---- Supplied data

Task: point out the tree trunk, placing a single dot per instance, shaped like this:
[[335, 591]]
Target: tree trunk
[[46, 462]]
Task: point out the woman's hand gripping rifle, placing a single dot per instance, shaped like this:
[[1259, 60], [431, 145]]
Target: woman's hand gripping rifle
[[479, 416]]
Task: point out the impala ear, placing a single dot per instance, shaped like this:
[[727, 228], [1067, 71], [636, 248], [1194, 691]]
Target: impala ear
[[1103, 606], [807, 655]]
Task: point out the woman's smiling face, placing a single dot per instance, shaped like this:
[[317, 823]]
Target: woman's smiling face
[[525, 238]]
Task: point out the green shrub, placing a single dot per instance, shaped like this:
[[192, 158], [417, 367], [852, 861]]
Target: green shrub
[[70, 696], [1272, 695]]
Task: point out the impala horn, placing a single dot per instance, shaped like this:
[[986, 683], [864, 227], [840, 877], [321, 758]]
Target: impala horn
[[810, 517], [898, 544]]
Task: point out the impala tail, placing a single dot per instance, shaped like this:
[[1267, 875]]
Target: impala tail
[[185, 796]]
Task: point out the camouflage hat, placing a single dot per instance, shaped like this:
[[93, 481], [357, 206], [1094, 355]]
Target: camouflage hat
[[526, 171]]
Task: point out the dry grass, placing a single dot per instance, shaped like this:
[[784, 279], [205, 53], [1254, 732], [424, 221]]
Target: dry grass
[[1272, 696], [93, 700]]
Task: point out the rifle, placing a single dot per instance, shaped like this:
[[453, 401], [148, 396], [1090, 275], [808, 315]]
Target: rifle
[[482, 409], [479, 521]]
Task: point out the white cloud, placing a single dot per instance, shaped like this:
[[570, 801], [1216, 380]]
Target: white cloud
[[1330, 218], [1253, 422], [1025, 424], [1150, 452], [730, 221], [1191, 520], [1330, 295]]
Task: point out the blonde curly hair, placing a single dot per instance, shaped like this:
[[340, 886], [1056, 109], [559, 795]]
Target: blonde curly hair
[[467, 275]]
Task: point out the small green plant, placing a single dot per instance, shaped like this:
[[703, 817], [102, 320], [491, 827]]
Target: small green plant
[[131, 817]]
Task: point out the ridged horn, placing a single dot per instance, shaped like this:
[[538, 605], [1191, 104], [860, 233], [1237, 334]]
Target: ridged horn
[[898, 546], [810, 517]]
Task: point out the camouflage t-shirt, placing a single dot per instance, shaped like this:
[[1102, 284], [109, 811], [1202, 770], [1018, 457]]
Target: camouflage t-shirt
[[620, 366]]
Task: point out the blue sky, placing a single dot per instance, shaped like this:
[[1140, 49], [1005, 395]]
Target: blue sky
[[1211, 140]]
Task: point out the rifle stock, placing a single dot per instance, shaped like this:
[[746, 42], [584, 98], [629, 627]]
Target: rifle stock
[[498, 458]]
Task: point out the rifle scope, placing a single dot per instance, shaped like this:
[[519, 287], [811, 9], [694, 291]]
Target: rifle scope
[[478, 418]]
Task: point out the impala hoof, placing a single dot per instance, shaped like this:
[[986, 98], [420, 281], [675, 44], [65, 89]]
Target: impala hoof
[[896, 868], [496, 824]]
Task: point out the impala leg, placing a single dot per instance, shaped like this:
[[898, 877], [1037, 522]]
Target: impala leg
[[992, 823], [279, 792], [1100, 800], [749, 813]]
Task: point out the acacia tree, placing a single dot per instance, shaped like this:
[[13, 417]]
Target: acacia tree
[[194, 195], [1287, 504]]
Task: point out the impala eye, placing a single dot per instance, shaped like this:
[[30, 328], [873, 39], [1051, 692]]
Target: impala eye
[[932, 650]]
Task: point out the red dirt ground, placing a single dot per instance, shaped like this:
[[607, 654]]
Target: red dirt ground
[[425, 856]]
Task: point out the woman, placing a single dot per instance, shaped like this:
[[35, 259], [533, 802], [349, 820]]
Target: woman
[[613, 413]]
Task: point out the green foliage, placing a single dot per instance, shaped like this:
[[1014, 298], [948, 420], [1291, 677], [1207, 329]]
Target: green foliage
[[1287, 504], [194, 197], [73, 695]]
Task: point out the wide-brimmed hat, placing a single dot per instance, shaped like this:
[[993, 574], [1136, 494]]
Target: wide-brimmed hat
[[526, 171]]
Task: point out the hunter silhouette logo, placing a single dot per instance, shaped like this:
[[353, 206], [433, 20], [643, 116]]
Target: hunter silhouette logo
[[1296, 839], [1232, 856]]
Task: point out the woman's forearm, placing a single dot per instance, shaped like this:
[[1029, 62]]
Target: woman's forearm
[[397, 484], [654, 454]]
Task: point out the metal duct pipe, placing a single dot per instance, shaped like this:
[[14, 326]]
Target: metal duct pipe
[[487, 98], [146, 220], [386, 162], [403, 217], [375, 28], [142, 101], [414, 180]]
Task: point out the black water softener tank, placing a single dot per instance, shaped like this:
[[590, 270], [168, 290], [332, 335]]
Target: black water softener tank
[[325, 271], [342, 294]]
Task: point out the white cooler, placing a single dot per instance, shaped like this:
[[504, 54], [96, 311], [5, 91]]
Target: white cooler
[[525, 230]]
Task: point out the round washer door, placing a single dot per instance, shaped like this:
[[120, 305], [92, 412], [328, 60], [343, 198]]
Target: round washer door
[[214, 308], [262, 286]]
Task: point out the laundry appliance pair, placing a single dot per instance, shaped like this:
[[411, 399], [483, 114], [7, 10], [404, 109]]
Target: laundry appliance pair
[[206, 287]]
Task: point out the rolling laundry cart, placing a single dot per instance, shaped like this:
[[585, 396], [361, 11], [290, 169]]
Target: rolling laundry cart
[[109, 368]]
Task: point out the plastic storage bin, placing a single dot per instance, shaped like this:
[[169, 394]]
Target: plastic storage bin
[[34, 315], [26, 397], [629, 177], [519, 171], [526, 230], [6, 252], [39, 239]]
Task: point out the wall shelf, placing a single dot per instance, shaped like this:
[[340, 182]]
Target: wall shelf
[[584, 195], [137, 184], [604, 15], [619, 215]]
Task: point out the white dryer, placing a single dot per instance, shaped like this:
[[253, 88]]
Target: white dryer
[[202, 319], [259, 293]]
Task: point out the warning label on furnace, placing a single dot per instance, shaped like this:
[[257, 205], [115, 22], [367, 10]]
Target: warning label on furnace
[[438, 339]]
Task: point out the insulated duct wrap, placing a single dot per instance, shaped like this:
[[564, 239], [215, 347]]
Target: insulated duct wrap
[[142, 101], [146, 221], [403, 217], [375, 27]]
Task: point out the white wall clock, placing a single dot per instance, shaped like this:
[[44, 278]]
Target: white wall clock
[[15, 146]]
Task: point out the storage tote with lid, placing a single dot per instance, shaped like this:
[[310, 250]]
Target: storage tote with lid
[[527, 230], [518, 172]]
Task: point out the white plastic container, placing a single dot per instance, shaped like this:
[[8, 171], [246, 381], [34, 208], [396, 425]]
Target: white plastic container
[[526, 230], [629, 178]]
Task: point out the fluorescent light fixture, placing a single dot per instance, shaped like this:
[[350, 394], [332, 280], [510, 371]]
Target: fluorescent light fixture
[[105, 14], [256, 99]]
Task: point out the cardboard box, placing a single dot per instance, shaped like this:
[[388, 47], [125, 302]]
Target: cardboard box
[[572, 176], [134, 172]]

--------

◆ What the task asks ◆
Beginning at the line above that contains "[[590, 270], [168, 290], [332, 335]]", return each line exactly through the line that contains "[[340, 182]]", and no others.

◆ Written response ◆
[[590, 270], [168, 290], [332, 335]]
Target: black water softener tank
[[325, 271], [342, 294]]
Task: point out the white cooler, placing a single dot per instance, shaped like this:
[[504, 54], [96, 311], [5, 91]]
Target: white cooler
[[525, 230]]
Task: point out the round washer door, placing a single dot per instance, shaped like this:
[[120, 305], [92, 412], [328, 60], [343, 198]]
Target: round washer door
[[214, 308], [262, 286]]
Task: point out the laundry appliance pair, placing a single dot per instance, shaped like this:
[[411, 399], [483, 114], [7, 10], [404, 109]]
Target: laundry appliance pair
[[206, 287]]
Task: point out the rolling laundry cart, placing a single dot per instance, shaped like this:
[[585, 396], [361, 11], [290, 169]]
Target: rolling laundry cart
[[109, 368]]
Task: point out the plastic storage bin, placing a single dot per instance, shaped like this:
[[169, 394]]
Target: plastic storage bin
[[34, 315], [26, 397], [629, 177], [519, 171], [526, 230], [6, 252], [39, 239]]
Task: point out the wall shelf, placing a single dot per instance, shaped like this:
[[340, 182]]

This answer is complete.